_Request 1:_
In the Stats.py checkin notice, what two arguments does the log message say the simplified constructor will take?
_Request 2:_
From the Stats.py checkin notice, list every parameter of the old constructor whose name ends in "_cost".

_Extract to read:_
^^^^^^^^

[Spambayes-checkins] spambayes/spambayes Stats.py,1.12,1.13

Wed Dec 22 01:25:48 CET 2004

Update of /cvsroot/spambayes/spambayes/spambayes
In directory sc8-pr-cvs1.sourceforge.net:/tmp/cvs-serv32506/spambayes

Modified Files:
	Stats.py 
Log Message:
Simplify constructor to take just the messageinfo db and an optionsclass object. 
 We then have access to all the options we want, and (more importantly) the values
 will be updated correctly if the user changes options in mid run.

Index: Stats.py
===================================================================
RCS file: /cvsroot/spambayes/spambayes/spambayes/Stats.py,v
retrieving revision 1.12
retrieving revision 1.13
diff -C2 -d -r1.12 -r1.13
*** Stats.py	21 Dec 2004 23:19:41 -0000	1.12
--- Stats.py	22 Dec 2004 00:25:45 -0000	1.13
***************
*** 52,67 ****
  
  class Stats(object):
!     def __init__(self, spam_threshold, unsure_threshold, messageinfo_db,
!                  ham_string, unsure_string, spam_string, fp_cost, fn_cost,
!                  unsure_cost):
          self.messageinfo_db = messageinfo_db
!         self.spam_threshold = spam_threshold
!         self.unsure_threshold = unsure_threshold
!         self.ham_string = ham_string
!         self.unsure_string = unsure_string
!         self.spam_string = spam_string
!         self.fp_cost = fp_cost
!         self.fn_cost = fn_cost
!         self.unsure_cost = unsure_cost
          # Reset session stats.

^^^^^^^^

_Data section:_
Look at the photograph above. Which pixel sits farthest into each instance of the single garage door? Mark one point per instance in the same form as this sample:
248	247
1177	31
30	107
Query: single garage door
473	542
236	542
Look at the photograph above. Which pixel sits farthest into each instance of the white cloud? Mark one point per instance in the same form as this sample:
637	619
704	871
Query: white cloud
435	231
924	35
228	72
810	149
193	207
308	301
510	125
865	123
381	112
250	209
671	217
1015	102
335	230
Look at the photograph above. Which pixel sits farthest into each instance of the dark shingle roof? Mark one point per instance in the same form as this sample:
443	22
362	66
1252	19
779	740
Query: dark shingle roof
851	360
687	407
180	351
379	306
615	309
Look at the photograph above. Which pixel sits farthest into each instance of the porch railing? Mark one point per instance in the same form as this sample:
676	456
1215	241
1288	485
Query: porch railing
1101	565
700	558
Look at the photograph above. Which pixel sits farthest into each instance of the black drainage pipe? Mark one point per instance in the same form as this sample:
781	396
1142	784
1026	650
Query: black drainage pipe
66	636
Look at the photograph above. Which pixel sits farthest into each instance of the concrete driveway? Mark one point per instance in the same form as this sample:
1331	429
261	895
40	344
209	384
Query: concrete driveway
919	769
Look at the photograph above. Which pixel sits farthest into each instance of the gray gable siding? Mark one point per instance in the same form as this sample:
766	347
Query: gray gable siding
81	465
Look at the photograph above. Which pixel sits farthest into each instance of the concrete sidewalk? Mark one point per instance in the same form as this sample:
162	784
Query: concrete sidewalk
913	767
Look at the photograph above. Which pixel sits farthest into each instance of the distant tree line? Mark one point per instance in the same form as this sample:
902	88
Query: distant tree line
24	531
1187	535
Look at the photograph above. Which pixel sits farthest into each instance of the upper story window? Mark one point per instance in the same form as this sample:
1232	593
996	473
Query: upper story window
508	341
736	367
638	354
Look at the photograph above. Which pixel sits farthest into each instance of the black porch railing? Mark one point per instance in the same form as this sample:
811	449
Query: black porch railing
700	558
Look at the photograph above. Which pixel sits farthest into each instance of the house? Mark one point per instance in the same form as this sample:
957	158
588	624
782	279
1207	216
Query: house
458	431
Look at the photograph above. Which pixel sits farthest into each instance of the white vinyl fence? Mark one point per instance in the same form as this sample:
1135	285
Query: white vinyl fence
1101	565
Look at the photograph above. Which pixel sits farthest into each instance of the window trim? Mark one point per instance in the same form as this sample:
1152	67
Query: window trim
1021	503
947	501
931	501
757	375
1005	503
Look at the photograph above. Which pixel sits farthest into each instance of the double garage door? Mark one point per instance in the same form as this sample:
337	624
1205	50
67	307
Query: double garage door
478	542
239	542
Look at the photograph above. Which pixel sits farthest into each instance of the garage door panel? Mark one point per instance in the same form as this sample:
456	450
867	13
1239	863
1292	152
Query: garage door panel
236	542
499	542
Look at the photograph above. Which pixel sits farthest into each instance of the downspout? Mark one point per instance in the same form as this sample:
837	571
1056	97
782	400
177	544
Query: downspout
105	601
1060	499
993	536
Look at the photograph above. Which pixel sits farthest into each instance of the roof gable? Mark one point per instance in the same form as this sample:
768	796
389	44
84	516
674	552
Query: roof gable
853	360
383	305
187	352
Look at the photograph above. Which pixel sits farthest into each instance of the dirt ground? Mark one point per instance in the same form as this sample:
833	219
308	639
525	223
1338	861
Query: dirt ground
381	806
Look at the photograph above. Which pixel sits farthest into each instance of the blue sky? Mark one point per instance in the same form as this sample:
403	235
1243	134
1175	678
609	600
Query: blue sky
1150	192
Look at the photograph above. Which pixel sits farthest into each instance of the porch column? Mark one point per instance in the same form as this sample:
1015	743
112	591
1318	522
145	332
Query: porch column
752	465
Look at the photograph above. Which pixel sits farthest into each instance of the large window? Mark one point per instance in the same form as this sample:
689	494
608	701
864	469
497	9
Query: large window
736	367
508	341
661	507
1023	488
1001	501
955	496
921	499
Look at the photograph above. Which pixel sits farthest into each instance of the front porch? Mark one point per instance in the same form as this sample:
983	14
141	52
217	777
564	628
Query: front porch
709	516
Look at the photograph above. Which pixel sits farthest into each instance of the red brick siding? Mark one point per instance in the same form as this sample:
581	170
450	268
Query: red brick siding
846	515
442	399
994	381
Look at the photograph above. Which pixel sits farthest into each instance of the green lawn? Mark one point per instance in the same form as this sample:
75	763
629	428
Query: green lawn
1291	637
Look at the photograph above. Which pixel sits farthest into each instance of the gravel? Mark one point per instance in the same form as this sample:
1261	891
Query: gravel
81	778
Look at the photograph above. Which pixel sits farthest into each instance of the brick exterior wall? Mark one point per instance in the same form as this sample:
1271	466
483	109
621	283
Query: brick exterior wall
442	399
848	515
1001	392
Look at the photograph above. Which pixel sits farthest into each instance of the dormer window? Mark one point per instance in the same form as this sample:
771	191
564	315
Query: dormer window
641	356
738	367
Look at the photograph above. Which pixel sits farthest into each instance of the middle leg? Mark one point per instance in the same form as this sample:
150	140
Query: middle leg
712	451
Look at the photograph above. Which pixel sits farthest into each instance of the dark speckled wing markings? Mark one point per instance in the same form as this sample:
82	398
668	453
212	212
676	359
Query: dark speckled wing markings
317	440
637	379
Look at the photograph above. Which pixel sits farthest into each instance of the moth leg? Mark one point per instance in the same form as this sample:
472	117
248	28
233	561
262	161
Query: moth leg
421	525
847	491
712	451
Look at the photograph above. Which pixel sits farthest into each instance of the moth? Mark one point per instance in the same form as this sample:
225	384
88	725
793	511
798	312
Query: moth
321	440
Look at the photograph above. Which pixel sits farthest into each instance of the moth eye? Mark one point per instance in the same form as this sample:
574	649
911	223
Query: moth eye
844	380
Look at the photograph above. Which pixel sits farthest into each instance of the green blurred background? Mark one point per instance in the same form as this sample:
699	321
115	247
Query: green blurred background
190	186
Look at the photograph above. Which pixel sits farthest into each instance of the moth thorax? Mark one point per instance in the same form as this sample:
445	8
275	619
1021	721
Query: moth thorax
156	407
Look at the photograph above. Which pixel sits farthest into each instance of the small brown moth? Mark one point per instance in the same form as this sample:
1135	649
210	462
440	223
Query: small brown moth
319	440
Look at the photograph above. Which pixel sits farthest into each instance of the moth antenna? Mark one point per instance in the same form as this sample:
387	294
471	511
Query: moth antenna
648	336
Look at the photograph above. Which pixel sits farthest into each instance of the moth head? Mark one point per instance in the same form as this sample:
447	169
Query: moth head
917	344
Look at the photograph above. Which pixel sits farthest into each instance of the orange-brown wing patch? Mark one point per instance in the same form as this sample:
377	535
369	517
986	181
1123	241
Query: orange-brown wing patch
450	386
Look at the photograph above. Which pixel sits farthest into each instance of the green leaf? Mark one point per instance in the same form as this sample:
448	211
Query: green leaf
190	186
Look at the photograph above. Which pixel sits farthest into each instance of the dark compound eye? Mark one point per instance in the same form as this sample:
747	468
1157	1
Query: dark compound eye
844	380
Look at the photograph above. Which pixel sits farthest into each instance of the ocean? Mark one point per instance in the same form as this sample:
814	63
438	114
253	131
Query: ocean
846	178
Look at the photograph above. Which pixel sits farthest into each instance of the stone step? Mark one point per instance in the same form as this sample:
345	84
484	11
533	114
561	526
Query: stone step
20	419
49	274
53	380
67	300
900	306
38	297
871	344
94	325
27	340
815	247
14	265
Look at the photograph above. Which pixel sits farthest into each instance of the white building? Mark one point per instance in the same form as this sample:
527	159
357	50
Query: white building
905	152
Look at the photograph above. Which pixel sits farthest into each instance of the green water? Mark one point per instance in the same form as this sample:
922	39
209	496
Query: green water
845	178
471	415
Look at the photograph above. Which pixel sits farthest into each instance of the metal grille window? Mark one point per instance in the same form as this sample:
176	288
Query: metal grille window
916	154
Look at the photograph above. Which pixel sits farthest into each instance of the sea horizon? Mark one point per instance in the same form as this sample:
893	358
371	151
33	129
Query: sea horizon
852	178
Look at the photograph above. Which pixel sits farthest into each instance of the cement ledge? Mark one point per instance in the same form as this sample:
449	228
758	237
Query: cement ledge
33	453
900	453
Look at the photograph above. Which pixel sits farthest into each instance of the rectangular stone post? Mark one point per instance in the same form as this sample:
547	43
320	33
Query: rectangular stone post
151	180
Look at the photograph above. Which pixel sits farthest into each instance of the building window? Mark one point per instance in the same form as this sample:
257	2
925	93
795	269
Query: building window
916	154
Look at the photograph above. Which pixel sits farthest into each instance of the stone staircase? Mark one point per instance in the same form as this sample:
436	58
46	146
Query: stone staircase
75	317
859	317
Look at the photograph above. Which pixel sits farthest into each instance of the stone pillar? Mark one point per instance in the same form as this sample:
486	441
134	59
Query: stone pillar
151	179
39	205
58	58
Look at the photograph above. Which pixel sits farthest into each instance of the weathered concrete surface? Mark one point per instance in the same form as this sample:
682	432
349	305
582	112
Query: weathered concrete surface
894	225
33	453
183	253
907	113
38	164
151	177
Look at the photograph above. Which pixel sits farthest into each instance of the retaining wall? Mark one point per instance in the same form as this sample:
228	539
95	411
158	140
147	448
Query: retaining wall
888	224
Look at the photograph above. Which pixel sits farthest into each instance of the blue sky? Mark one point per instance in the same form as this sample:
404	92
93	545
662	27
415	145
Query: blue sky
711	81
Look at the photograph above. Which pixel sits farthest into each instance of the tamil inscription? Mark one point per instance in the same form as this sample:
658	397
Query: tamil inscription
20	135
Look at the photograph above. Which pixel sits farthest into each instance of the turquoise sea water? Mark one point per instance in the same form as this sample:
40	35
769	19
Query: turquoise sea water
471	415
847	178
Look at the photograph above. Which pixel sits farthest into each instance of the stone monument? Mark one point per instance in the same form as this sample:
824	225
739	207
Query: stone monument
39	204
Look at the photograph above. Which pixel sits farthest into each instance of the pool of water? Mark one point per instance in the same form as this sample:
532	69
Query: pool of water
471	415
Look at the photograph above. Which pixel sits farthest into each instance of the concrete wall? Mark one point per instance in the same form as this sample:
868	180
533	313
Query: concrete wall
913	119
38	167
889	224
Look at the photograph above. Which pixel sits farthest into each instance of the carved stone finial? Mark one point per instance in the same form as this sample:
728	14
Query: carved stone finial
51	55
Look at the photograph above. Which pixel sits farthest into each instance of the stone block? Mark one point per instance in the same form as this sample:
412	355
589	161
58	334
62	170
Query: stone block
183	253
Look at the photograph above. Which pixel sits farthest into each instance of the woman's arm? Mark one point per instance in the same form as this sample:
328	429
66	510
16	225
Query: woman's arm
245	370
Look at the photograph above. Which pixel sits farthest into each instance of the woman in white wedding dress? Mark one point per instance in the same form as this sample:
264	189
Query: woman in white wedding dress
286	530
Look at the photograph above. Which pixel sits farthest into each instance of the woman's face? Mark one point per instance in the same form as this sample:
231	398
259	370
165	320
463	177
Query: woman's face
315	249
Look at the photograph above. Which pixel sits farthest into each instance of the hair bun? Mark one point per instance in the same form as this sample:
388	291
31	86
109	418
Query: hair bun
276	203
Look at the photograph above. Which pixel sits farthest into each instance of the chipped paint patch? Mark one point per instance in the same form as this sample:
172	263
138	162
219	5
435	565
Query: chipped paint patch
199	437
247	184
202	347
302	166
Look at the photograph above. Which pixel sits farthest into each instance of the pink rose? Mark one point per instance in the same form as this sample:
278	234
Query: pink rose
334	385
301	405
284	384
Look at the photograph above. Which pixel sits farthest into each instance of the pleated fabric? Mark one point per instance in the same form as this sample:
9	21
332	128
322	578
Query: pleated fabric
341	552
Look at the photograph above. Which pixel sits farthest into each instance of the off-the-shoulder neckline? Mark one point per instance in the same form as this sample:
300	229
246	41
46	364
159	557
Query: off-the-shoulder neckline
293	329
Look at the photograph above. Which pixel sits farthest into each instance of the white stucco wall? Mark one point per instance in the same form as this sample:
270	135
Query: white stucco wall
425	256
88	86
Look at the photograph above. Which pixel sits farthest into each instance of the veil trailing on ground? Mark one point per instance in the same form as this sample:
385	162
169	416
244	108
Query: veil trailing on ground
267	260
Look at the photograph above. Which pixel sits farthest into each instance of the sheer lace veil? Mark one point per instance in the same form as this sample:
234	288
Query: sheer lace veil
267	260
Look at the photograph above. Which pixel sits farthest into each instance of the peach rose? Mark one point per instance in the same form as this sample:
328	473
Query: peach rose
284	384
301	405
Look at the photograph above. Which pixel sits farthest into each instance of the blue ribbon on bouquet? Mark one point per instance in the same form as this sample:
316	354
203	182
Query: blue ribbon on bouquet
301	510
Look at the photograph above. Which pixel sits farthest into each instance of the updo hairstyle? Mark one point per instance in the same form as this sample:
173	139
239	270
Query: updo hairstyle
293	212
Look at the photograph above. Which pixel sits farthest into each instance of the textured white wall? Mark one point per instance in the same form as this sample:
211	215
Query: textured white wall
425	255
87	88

^^^^^^^^

_Right answer 1:_
The messageinfo db and an optionsclass object.

_Right answer 2:_
fp_cost, fn_cost, unsure_cost